> **QUESTIONS**:
1: In the health promotion passage, which approach is said to usually handle the problems seen with the behavior-change model?
2: Decide whether each statement agrees with the health promotion passage. For each, answer yes or no and quote the words that decide it. (a) The reasons for a patient's behavior should be detected first. (b) Distinct solutions exist for addressing individuals at high risk of cancer and other hazardous diseases. (c) Motivational interviewing is believed to be a successful approach to changing a patient's behavior.
3: List every characteristic that the health promotion passage, citing Hardcastle et al., gives for individuals who report being amotivated toward health behaviors.

> **DOCUMENT EXCERPT**:
===============
Conflict of Health Promotion Values
Although the interventions to improve peoples motivation in adopting healthy habits were rather successful over the past decade, there are still individuals whose interests and values conflict with the promoted ones. If such problem arises, a nurse should try to motivate a patient by explaining the benefits of leading a healthy lifestyle. Primarily, the reasons for a patients behavior should be detected. Some researchers note that individuals reporting being amotivated toward health behaviors are unable to identify the reasons why they act, and tend to have low intentions and poor uptake and adherence to health behaviors (Hardcastle et al., 2015, p. 835).
These people are in a group of high risk to get cancer and other hazardous diseases. Still, there are no distinct solutions how to address such individuals. One of the possible decisions is to explain in details how adopting healthy habits may impact the quality of life. Sometimes, lack of motivation is explained by insufficient efforts to change ones behavior because it is recognized to be too hard or by an inability to overcome certain barriers due to lack of knowledge and will. Therefore, the appropriate information should be given to the patients to promote healthy habits. It is also believed that motivational interviewing is a successful approach to changing a patients behavior.
Ethical issues in Teaching Health Promotion Strategies
Some researchers state that the problems we have seen with the behavior-change model can usually be handled by the empowerment approach (Tengland, 2016, p. 38). When using such health promotion strategies as empowerment to control ones quality of life, it is often crucial to remember that peoples privacy and right to make free choices should be respected. Still, empowerment influences social goals in achieving healthy behavior through mass media and specific laws. In nursing practice, it is more common to use approaches to achieve changes in a patients behavior.
===============
> **DATA FOR REVIEW**:
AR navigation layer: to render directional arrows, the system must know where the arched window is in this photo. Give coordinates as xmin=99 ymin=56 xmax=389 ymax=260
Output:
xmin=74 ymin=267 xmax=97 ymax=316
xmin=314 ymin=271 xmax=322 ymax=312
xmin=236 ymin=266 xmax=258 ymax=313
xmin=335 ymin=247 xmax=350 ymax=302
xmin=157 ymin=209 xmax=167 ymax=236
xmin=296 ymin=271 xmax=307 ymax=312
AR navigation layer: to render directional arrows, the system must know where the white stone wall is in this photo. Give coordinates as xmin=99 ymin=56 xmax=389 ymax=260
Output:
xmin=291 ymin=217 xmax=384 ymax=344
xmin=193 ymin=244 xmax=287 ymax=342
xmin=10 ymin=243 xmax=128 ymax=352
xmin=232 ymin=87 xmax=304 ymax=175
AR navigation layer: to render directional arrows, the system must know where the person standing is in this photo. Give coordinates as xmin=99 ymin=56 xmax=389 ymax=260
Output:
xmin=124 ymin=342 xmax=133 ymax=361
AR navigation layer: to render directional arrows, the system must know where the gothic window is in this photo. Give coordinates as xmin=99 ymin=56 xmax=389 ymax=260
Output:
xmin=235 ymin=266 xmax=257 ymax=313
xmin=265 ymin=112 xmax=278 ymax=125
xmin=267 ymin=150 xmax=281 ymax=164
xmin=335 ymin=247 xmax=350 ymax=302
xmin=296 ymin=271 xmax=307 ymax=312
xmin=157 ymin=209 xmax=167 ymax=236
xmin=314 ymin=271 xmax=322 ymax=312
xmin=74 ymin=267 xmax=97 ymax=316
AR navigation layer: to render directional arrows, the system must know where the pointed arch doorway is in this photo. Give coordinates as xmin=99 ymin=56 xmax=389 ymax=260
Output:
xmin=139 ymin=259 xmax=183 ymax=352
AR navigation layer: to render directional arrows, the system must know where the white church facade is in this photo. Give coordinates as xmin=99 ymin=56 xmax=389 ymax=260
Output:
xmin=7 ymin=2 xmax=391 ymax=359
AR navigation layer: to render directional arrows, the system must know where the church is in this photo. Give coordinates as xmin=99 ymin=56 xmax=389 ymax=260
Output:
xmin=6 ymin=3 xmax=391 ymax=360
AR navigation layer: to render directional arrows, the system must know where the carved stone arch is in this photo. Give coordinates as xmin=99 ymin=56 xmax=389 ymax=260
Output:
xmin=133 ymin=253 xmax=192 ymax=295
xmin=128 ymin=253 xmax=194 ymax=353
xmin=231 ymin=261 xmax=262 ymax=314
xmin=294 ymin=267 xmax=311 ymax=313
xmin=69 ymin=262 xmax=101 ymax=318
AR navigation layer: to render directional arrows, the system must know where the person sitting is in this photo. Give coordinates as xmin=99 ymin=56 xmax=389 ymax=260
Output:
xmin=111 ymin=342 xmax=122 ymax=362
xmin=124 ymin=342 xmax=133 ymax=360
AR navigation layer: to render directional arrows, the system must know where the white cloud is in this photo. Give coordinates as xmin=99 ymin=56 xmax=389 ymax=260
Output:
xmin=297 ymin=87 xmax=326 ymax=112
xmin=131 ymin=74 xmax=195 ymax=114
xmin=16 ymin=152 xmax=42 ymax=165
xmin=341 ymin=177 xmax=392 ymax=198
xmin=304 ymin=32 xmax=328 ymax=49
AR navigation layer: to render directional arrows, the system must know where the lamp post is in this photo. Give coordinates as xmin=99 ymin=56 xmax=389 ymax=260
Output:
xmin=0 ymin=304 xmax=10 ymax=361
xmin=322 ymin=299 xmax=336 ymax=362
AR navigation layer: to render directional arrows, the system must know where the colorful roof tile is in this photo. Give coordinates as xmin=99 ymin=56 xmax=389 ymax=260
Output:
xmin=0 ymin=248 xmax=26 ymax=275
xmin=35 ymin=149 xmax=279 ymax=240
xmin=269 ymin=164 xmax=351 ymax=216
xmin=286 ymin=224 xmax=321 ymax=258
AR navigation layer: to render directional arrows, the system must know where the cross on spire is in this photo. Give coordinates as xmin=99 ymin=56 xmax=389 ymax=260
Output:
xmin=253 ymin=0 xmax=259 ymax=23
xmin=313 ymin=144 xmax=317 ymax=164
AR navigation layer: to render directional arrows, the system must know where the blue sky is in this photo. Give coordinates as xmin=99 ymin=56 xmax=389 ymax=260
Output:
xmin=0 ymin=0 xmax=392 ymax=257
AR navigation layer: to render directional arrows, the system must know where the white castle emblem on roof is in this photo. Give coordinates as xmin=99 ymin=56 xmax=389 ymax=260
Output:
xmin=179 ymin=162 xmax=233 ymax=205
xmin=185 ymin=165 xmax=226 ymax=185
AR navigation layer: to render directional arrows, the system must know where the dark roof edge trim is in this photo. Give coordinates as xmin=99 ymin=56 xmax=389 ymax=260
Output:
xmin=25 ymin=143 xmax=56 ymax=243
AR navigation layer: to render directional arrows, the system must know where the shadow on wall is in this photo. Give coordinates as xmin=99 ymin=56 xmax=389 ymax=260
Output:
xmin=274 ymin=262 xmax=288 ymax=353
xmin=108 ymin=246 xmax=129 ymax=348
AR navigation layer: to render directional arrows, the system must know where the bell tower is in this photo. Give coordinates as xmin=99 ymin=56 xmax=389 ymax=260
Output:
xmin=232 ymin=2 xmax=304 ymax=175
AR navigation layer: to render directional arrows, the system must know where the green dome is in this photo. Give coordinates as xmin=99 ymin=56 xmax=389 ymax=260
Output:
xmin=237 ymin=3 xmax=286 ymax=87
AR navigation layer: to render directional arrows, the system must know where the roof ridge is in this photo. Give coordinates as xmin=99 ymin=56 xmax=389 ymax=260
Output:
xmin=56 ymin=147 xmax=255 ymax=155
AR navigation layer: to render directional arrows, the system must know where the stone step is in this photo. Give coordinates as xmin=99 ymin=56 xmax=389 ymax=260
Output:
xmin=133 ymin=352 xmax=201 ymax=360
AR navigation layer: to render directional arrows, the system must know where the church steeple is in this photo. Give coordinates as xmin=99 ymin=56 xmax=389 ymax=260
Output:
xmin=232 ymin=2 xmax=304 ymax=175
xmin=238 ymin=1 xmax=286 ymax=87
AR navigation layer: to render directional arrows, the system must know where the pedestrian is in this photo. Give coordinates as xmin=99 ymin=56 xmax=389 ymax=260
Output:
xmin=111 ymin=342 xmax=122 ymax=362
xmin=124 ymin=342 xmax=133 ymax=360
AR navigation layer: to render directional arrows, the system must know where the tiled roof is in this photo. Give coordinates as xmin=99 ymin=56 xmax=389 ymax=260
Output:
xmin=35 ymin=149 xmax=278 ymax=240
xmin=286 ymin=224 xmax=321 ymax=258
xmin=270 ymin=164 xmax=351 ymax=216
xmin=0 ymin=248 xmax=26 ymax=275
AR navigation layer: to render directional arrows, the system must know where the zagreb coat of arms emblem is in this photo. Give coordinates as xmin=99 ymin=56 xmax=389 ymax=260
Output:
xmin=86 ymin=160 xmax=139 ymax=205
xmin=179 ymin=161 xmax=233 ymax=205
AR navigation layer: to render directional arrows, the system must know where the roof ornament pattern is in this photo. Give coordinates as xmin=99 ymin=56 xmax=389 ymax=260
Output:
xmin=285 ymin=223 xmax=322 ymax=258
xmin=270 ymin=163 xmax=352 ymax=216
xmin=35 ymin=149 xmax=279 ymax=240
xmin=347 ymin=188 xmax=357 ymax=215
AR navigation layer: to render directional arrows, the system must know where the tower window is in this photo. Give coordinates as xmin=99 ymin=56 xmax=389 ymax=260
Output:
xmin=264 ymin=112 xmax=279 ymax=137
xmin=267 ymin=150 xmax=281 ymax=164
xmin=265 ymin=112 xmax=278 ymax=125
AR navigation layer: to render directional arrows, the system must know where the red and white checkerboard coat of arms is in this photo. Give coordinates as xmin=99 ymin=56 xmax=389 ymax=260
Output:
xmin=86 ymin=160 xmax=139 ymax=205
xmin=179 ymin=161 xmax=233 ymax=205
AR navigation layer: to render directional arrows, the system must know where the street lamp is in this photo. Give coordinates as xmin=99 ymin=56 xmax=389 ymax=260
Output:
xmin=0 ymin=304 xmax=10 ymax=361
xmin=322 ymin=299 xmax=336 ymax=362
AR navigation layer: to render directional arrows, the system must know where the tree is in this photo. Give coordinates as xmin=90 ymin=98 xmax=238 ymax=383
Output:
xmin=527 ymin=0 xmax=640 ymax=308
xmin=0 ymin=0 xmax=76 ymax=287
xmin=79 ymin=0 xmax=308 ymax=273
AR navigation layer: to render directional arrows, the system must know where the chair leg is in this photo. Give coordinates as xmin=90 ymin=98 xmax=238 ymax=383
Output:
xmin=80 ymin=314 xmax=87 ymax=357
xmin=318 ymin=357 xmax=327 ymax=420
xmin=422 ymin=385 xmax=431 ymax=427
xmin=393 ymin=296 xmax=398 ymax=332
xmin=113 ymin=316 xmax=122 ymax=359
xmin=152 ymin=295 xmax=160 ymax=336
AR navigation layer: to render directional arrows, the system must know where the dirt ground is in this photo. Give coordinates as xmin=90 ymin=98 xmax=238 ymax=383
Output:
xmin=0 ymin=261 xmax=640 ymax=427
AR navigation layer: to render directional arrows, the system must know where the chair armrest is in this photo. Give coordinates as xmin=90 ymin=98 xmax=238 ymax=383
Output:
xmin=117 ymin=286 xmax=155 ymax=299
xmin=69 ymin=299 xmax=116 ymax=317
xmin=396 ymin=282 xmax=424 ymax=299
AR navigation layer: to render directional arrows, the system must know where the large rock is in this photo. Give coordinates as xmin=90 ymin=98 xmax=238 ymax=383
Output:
===============
> **RESPONSES TO THE EXERCISE**:
1: The empowerment approach.

2:
(a) Yes: "Primarily, the reasons for a patients behavior should be detected."
(b) No: "Still, there are no distinct solutions how to address such individuals."
(c) Yes: "It is also believed that motivational interviewing is a successful approach to changing a patients behavior."

3:
- They are unable to identify the reasons why they act.
- They tend to have low intentions.
- They tend to have poor uptake of health behaviors.
- They tend to have poor adherence to health behaviors.